**TAREFAS**
A) Pode reproduzir, palavra por palavra e sem nenhuma alteração, o trecho sobre a humildade de Jesus Cristo?
B) Quais linhas das entradas contêm a palavra "tree"? Selecione e copie cada uma delas, diferenciando maiúsculas de minúsculas.

**TRECHO ORIGINAL**
☆ ☆ ☆ ☆ ☆

Aliás, este foi o posicionamento de Jesus Cristo. Na Carta aos Filipenses, Paulo diz que Jesus Cristo “tinha a condição divina, mas não se apegou à sua igualdade com Deus. Pelo contrário, esvaziou-se a si mesmo, assumindo a condição de servo e tornando-se semelhante aos homens. Humilhou-se a si mesmo, tornando-se obediente até a morte, e morte de cruz” (Fl 2, 6-8). Deus poderia ter salvado o mundo pelo pensamento forte, pela prepotência, pela violência, pelo aniquilamento. Ao contrário, preferiu morrer a usar de pensamento forte. Esvaziou-se da divindade, esvaziou-se da humanidade e, sendo nada, reconstruiu uma vida e uma sociedade diferente, inclusiva. Sofreu bullying, uma vez que foi torturado e agredido com palavras e fatos. Não revidou. Por isso, estamos falando dele até hoje... Jesus Cristo não abençoa nenhuma guerra, nenhuma arma, nenhuma língua ferina, nenhum computador que escreve palavras violentas.

☆ ☆ ☆ ☆ ☆

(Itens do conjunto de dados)
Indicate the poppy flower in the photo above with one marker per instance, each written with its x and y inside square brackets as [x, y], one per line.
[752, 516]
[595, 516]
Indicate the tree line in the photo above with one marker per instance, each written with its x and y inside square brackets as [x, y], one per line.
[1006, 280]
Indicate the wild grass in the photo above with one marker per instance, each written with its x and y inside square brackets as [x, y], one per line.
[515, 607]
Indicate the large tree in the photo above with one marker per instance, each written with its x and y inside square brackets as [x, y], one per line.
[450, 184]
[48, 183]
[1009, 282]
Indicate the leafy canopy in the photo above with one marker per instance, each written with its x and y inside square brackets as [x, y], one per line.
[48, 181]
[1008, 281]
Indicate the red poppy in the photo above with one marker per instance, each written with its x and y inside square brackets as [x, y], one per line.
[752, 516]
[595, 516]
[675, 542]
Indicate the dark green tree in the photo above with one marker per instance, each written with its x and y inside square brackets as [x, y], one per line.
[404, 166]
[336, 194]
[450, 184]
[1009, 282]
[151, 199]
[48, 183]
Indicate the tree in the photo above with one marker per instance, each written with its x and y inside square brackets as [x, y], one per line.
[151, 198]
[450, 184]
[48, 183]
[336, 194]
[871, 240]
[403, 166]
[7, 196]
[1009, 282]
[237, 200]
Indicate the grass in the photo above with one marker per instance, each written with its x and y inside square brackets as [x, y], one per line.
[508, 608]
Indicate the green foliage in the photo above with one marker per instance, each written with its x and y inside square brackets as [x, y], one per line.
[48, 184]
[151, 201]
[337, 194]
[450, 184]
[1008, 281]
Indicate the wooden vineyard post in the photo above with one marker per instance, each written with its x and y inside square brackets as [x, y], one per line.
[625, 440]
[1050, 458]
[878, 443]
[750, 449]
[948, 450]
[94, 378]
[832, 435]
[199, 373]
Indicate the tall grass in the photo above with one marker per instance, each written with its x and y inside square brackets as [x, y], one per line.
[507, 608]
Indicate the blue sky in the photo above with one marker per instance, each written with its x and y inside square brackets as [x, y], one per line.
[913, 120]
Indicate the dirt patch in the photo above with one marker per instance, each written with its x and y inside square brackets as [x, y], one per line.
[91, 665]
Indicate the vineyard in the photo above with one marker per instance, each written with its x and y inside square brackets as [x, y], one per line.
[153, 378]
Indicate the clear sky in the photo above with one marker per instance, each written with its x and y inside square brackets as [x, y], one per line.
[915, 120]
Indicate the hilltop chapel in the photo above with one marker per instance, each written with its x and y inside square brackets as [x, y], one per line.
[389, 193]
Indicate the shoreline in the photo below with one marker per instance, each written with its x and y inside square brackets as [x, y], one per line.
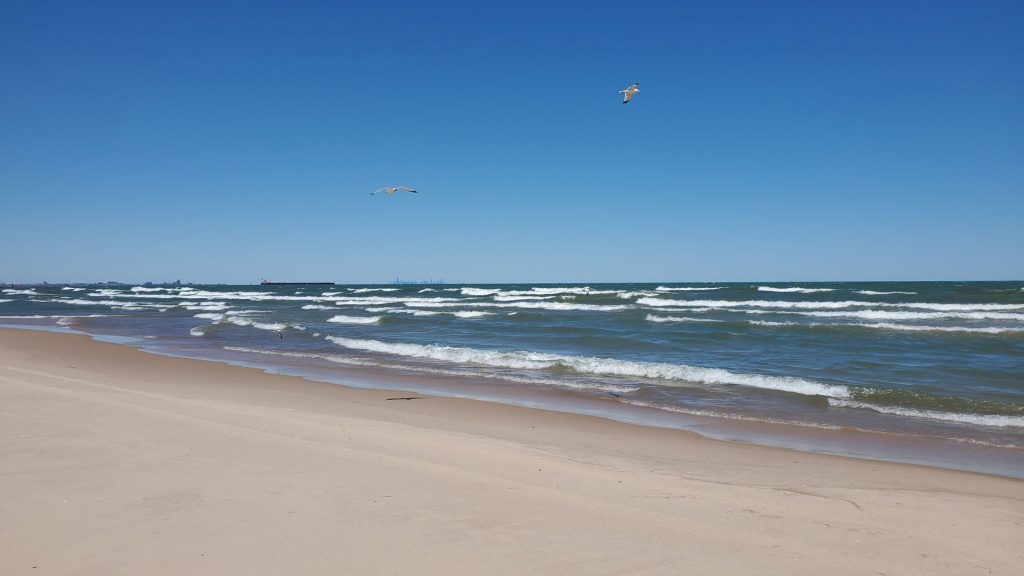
[136, 461]
[887, 446]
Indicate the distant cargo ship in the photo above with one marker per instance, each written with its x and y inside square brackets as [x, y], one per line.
[265, 282]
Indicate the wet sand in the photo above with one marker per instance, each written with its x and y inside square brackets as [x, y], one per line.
[117, 461]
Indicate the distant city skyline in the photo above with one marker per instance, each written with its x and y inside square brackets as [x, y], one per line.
[771, 141]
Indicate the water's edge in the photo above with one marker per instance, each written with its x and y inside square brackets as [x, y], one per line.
[864, 445]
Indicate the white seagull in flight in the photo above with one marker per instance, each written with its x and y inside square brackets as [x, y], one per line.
[628, 92]
[392, 190]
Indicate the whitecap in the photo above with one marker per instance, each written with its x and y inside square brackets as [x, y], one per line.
[472, 314]
[794, 289]
[918, 328]
[652, 318]
[687, 288]
[354, 319]
[600, 366]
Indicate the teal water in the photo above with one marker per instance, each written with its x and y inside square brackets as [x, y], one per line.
[933, 360]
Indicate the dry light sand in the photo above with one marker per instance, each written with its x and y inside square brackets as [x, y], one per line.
[117, 461]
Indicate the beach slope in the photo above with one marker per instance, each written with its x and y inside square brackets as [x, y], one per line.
[118, 461]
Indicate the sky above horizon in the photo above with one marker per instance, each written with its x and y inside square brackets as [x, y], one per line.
[228, 141]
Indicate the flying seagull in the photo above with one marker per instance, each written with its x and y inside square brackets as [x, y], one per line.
[628, 92]
[392, 190]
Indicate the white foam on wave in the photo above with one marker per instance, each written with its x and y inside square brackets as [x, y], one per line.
[770, 323]
[340, 319]
[600, 366]
[526, 304]
[519, 297]
[794, 289]
[478, 291]
[205, 305]
[410, 312]
[687, 288]
[630, 295]
[904, 315]
[652, 318]
[260, 325]
[919, 328]
[244, 312]
[980, 419]
[659, 302]
[471, 314]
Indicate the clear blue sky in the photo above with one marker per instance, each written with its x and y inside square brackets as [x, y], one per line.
[224, 141]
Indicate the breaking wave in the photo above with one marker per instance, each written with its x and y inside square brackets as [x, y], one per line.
[596, 366]
[354, 319]
[794, 289]
[652, 318]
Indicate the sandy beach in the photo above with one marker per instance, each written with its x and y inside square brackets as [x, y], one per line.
[118, 461]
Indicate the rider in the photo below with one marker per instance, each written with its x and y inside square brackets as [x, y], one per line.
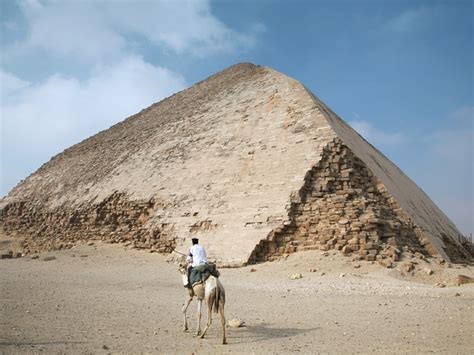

☆ ☆ ☆ ☆ ☆

**SOLUÇÕES COMPLETAS**
A)
Aliás, este foi o posicionamento de Jesus Cristo. Na Carta aos Filipenses, Paulo diz que Jesus Cristo “tinha a condição divina, mas não se apegou à sua igualdade com Deus. Pelo contrário, esvaziou-se a si mesmo, assumindo a condição de servo e tornando-se semelhante aos homens. Humilhou-se a si mesmo, tornando-se obediente até a morte, e morte de cruz” (Fl 2, 6-8). Deus poderia ter salvado o mundo pelo pensamento forte, pela prepotência, pela violência, pelo aniquilamento. Ao contrário, preferiu morrer a usar de pensamento forte. Esvaziou-se da divindade, esvaziou-se da humanidade e, sendo nada, reconstruiu uma vida e uma sociedade diferente, inclusiva. Sofreu bullying, uma vez que foi torturado e agredido com palavras e fatos. Não revidou. Por isso, estamos falando dele até hoje... Jesus Cristo não abençoa nenhuma guerra, nenhuma arma, nenhuma língua ferina, nenhum computador que escreve palavras violentas.

B)
Indicate the tree line in the photo above with one marker per instance, each written with its x and y inside square brackets as [x, y], one per line.
Indicate the large tree in the photo above with one marker per instance, each written with its x and y inside square brackets as [x, y], one per line.
Indicate the dark green tree in the photo above with one marker per instance, each written with its x and y inside square brackets as [x, y], one per line.
Indicate the tree in the photo above with one marker per instance, each written with its x and y inside square brackets as [x, y], one per line.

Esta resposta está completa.